>> START Records to use

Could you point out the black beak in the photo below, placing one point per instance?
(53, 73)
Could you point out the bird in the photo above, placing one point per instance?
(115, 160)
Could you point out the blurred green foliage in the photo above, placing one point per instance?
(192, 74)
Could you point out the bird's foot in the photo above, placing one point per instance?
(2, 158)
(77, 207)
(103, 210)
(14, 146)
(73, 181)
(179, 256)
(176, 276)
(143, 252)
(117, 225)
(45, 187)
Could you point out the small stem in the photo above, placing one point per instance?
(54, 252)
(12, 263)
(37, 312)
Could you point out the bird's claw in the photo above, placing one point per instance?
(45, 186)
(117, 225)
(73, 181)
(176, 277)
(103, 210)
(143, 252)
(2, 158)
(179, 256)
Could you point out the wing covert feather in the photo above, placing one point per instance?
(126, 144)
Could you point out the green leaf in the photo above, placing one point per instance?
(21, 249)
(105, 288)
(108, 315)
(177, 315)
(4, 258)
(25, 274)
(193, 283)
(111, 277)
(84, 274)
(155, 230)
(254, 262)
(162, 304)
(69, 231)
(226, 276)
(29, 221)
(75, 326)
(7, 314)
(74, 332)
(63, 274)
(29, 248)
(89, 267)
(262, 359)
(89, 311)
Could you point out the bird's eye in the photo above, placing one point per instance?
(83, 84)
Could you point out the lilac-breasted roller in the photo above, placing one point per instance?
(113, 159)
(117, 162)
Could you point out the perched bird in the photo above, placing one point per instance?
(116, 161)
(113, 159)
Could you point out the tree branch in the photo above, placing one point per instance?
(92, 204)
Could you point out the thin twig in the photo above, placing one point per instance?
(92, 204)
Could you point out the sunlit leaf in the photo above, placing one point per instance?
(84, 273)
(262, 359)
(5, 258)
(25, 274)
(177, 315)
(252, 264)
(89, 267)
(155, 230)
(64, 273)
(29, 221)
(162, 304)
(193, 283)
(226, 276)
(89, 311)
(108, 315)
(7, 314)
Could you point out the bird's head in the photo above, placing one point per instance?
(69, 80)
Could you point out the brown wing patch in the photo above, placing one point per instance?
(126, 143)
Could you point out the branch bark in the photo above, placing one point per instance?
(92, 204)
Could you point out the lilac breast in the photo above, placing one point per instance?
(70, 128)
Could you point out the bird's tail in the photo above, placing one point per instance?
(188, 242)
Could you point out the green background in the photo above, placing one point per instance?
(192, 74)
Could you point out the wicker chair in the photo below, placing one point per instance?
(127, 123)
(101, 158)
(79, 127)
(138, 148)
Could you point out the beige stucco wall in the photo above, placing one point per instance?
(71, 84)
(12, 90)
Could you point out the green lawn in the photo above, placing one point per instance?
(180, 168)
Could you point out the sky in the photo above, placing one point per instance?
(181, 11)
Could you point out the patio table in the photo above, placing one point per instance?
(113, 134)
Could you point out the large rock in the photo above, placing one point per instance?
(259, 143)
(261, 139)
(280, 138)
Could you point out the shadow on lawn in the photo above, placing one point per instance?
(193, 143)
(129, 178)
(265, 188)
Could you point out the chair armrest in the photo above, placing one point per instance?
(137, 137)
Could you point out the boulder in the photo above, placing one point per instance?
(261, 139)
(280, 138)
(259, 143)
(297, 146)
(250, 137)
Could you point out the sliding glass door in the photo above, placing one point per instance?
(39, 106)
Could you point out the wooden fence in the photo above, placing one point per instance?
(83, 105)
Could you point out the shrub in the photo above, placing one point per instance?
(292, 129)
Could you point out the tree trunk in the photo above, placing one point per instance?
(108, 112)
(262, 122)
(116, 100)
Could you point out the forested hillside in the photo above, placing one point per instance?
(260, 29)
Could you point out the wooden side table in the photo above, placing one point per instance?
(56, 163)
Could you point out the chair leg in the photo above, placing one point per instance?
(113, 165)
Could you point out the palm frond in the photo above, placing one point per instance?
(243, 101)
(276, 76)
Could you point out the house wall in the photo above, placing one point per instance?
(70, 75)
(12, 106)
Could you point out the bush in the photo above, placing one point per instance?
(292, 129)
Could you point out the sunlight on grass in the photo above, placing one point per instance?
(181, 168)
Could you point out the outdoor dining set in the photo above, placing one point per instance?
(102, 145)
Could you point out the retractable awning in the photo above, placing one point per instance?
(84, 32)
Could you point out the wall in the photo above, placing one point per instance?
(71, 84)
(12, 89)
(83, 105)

>> END Records to use

Problem requirements: Reproduce all of the material above word for word, keeping every line in its original order.

Task solution:
Could you point out the black beak in the photo below, placing one point per instance?
(53, 73)
Could you point out the bird in the photo above, placing one point per instance?
(115, 160)
Could you point out the blurred green foliage in the photo above, placing one point per instance?
(192, 74)
Could you point out the bird's foot in the photo above, placing one point per instance?
(2, 158)
(77, 207)
(103, 210)
(14, 146)
(73, 181)
(179, 256)
(176, 276)
(143, 252)
(117, 225)
(45, 187)
Could you point out the small stem in the photo above, placing one point per instance?
(54, 252)
(12, 263)
(37, 312)
Could you point out the bird's claw in the photo above, placing one point per instance?
(45, 186)
(117, 225)
(73, 181)
(176, 277)
(103, 210)
(143, 252)
(2, 158)
(179, 256)
Could you point out the wing covert feather in the photo above, placing one point per instance?
(126, 144)
Could you point out the green leaf in the photo above, placing one point per instance?
(21, 249)
(105, 288)
(108, 315)
(177, 315)
(4, 258)
(25, 274)
(193, 283)
(111, 277)
(84, 274)
(155, 230)
(254, 262)
(162, 304)
(69, 231)
(226, 276)
(29, 221)
(75, 326)
(7, 314)
(74, 332)
(63, 274)
(29, 248)
(89, 267)
(262, 359)
(89, 311)
Could you point out the bird's eye in the photo above, placing one point per instance?
(83, 84)
Could you point out the lilac-breasted roller in the photo above, placing one point per instance?
(113, 159)
(117, 162)
Could you point out the perched bird in the photo above, placing one point per instance?
(116, 161)
(113, 159)
Could you point out the tree branch in the photo above, placing one point per instance?
(92, 204)
Could you point out the thin twig in the photo above, placing one point per instance?
(92, 204)
Could you point out the sunlit leaf in the photo above, placing one point per instance?
(84, 273)
(262, 359)
(5, 258)
(25, 274)
(177, 315)
(252, 264)
(89, 267)
(155, 230)
(64, 273)
(29, 221)
(162, 304)
(193, 283)
(226, 276)
(89, 311)
(108, 315)
(7, 314)
Could you point out the bird's head in the photo above, placing one point per instance?
(69, 80)
Could you point out the brown wing patch in the photo above, placing one point per instance?
(126, 143)
Could you point out the branch bark in the photo above, placing one point per instance?
(92, 204)
Could you point out the lilac breast in the photo above, placing one point per instance?
(70, 128)
Could you point out the bird's tail in the photo above, placing one point per instance?
(188, 242)
Could you point out the green background in the photo above, placing one point per instance?
(192, 74)
Could you point out the wicker chair in the photo below, placing one point per instance?
(127, 123)
(101, 158)
(79, 127)
(138, 148)
Could you point out the beige stucco wall in the photo above, placing one point per instance?
(71, 84)
(12, 90)
Could you point out the green lawn in the photo above, placing one point per instance?
(180, 168)
Could you point out the sky in the photo above, placing one point per instance?
(181, 11)
Could you point out the patio table in the photo above, placing one point per instance?
(113, 134)
Could you point out the large rock in the photo above, placing one point per instance?
(259, 143)
(261, 139)
(280, 138)
Could you point out the shadow on lawn in the photo above, placing one point per instance?
(193, 143)
(129, 178)
(265, 188)
Could you point out the chair armrest in the photo above, placing one point per instance?
(137, 137)
Could you point out the boulder in the photo above, placing one point per instance?
(261, 139)
(280, 138)
(259, 143)
(297, 146)
(250, 137)
Could you point out the sliding glass door in the photo above, placing one point per instance?
(39, 106)
Could you point out the wooden fence in the photo above, placing one point per instance?
(83, 105)
Could you point out the shrub in the photo above, placing one point per instance?
(292, 129)
Could you point out the tree trunk in the photo above, placing one point per instance?
(108, 112)
(262, 122)
(116, 100)
Could you point out the forested hillside in the photo above, placing one point per instance?
(260, 29)
Could you point out the wooden side table in the photo above, placing one point per instance?
(56, 163)
Could you point out the chair leg in the photo above, placing one point per instance?
(113, 165)
Could you point out the palm frond in the photo above, placing one point per instance?
(243, 101)
(276, 76)
Could you point out the house wall in the photo above, placing one point per instance?
(70, 75)
(12, 106)
Could you point out the bush in the photo above, placing one point per instance?
(292, 129)
Could you point out the sunlight on grass in the photo above, placing one point per instance?
(181, 168)
Could you point out the outdoor dining set in the photo above, placing one point per instance?
(102, 145)
Could you point out the retractable awning in the photo above, placing one point per instance?
(84, 32)
Could you point out the wall in the photo above, placing one point per instance?
(71, 84)
(12, 89)
(83, 105)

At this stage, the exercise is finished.